Reproduce the lines starting at the one containing "For every instance of the white bead" and ending at the one containing "[(574, 321)]", changing every "thickest part" to "widest part" and leaving all else unchanged.

+++ MATERIAL +++

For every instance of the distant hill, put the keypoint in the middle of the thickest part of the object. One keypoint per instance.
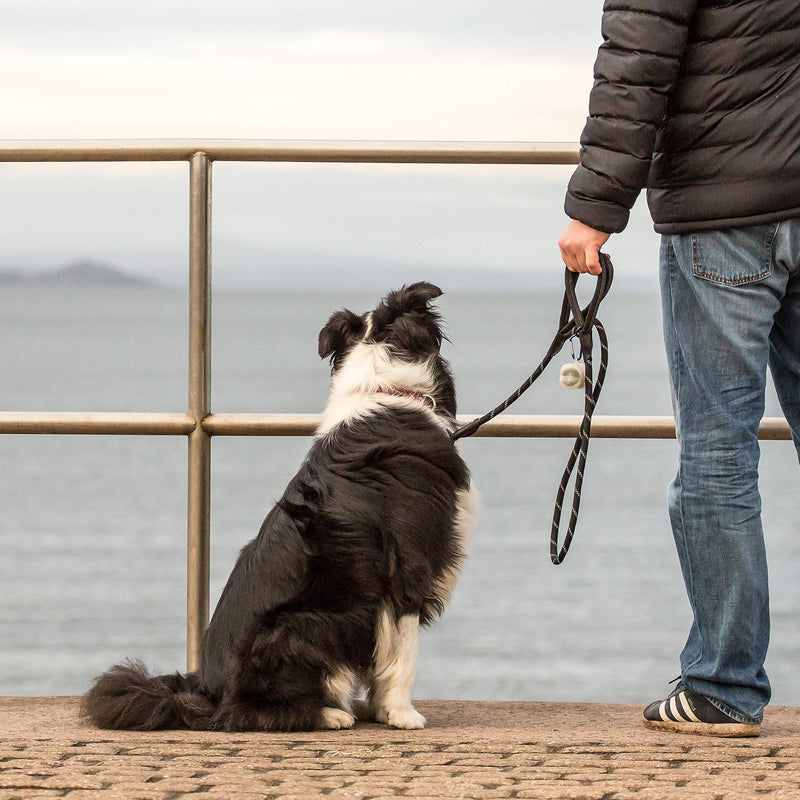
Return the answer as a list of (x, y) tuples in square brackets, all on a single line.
[(85, 273)]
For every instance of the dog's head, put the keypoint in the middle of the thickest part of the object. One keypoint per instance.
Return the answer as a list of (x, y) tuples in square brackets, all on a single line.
[(406, 327), (404, 321)]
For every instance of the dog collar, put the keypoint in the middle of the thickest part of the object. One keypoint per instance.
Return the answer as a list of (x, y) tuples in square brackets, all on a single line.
[(426, 399)]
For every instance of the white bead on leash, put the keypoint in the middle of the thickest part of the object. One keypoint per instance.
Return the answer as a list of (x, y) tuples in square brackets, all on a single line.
[(573, 374)]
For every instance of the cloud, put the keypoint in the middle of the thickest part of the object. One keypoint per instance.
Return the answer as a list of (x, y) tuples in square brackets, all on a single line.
[(331, 84)]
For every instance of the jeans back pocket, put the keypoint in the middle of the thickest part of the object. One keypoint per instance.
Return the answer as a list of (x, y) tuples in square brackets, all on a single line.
[(735, 256)]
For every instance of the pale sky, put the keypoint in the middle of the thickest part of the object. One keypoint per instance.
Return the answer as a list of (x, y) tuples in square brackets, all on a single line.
[(508, 70)]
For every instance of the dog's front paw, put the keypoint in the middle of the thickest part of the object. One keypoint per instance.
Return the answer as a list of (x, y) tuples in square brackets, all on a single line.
[(334, 719), (405, 718)]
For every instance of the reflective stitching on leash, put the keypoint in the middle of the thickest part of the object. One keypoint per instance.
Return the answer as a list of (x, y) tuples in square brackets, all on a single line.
[(581, 323)]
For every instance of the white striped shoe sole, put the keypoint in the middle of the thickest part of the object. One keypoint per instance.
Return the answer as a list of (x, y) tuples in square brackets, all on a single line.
[(677, 715)]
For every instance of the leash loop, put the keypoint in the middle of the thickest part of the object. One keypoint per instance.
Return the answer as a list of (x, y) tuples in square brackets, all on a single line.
[(574, 321)]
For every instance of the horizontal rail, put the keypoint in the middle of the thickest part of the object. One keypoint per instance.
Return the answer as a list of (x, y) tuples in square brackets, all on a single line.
[(373, 152), (522, 426), (97, 423)]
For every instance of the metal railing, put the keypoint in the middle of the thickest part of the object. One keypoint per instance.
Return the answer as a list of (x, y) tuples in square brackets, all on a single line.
[(199, 424)]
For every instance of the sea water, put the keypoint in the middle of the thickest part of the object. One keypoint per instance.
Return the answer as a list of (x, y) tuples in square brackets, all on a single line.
[(92, 528)]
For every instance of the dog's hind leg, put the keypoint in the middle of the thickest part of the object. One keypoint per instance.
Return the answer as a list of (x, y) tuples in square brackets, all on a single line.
[(394, 671), (340, 688)]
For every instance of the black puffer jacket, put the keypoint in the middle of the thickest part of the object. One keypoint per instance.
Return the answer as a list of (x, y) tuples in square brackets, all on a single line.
[(699, 100)]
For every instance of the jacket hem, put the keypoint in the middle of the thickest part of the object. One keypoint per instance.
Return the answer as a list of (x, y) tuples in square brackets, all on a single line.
[(695, 226)]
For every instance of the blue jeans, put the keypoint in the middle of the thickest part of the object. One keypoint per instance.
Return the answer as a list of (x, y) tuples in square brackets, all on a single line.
[(731, 305)]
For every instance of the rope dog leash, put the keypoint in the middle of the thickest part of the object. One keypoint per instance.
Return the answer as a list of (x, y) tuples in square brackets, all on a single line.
[(573, 322)]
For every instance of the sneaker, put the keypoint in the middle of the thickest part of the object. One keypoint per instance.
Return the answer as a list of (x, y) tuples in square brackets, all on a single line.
[(685, 711)]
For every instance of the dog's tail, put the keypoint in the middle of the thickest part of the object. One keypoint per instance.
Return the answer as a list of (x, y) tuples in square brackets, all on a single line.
[(127, 697)]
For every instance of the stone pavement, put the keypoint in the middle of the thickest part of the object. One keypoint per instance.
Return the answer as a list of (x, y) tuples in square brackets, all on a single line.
[(469, 750)]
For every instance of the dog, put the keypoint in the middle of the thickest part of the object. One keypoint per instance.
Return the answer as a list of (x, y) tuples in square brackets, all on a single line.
[(318, 622)]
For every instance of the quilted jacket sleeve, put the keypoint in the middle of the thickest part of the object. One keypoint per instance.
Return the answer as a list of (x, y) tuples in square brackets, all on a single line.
[(636, 67)]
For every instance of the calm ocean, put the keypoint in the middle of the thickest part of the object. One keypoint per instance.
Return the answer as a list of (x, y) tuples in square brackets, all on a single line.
[(92, 530)]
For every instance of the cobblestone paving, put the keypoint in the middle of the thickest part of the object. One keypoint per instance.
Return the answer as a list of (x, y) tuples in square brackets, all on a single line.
[(468, 750)]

+++

* **ANSWER TO THIS PROBLEM**:
For every instance of the white bead on leash, put the keypoint in the middle of the widest part of the object. One keypoint per instance.
Return the answer as a list of (x, y) tuples in square brackets, all on a single line.
[(573, 374)]
For every instance of the cloud, put the keypoint in the middle of the widest part of the object. One keypoint per instance.
Return the answer as a list of (x, y) tuples in square brackets, all on a single line.
[(331, 84)]
For every instance of the jeans back pocket, put the keypoint in the middle of the widest part of the object. One keypoint per instance.
Return the answer as a list of (x, y) tuples in square brackets, all on a single line.
[(735, 256)]
For every instance of the pale sky, put the keypoint in the middle of the widest part of the object. One keypoint per instance.
Return the answer as a list of (x, y) tuples in square brackets, all on a single line.
[(508, 70)]
For every instance of the dog's front paw, put the keypoint in the middle of the widest part of the object. One keypoint per instance.
Return the answer as a list of (x, y) tuples in square brackets, all on a single line.
[(334, 719), (405, 718)]
For every instance of the reflective stitching on leash, put the keypoint in the middle of the widest part of the object. One keypoint per instance.
Return the answer as a list of (x, y) tuples in square brackets, all on a single line.
[(581, 323)]
For every instance of the white striped shoe sole, put the keypoint in the middle of the widest part of the object. One keypoint per instance.
Return the answer as a list of (x, y) tuples in square brackets, all on a single line.
[(677, 715)]
For every instance of the leash loop, put the keypoint in the middle of the widest part of the object. One keypoint per instance.
Return the answer as a list of (x, y) tuples in square brackets, all on a single line.
[(574, 321)]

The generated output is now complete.